## START Rows

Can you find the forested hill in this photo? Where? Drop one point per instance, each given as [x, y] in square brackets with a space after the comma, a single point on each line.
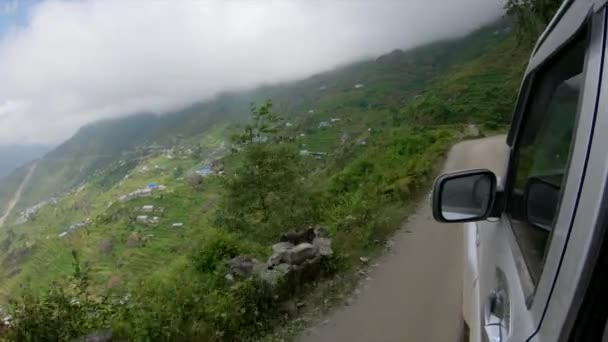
[349, 150]
[386, 83]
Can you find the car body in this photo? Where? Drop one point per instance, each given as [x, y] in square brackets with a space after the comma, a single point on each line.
[535, 238]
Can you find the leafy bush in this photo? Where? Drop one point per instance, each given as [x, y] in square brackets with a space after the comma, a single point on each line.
[217, 246]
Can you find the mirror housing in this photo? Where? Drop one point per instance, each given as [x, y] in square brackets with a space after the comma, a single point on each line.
[465, 196]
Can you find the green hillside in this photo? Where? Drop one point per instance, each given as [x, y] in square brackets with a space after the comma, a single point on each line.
[357, 146]
[388, 83]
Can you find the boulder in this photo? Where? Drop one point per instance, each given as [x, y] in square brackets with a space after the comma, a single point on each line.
[279, 251]
[301, 253]
[297, 237]
[282, 247]
[96, 336]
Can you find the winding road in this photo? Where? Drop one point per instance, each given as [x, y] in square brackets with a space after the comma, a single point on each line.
[17, 194]
[414, 294]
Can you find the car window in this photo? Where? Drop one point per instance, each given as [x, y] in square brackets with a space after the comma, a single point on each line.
[542, 154]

## END Rows

**Task details:** Rewrite all the rows above, changing "in this photo" to "in the image" wherever it occurs and keeping everything else as it is. Leave the pictures out.

**Task result:**
Can you find the forested hill in the image? Where? Drop one point per instance, each given as [x, y] in square brackets with a space after the comma, a single point on each line.
[349, 150]
[386, 83]
Can you find the car body in the image? Where? Drop one point per instance, each given as [x, y] in square brackets with a space after the comma, a single point on each line.
[535, 238]
Can you find the leafy bush in the image? Where? Drop one point per instance, each given as [x, y] in square brackets with a space after the comma, a single point on each line.
[217, 246]
Can you find the mirror housing in the image? Where? Drop one point per instance, each given as [x, y] in square brackets with a space after the comma, a single point on each line.
[465, 196]
Can you find the green hillside in the image? Where? Drop one point per instance, each given as [x, y] in square brackets with a space after the comma, a single point on each line.
[357, 146]
[388, 83]
Can you find the boulder in the image? Where? Drop one point per instance, each given as [x, y] in square brackets with a space after the comma, a single point on each line.
[279, 251]
[301, 253]
[297, 237]
[282, 247]
[96, 336]
Can you find the winding road in the image? Where? Drop one point per instance, each given as [x, y] in square brackets with a space after the comma, a single point on each line.
[17, 194]
[414, 294]
Can you find the car window in the image? Where? Drop one point per instance, each given as [x, y] in square brackets with a space after the comma, a single point on each line.
[542, 154]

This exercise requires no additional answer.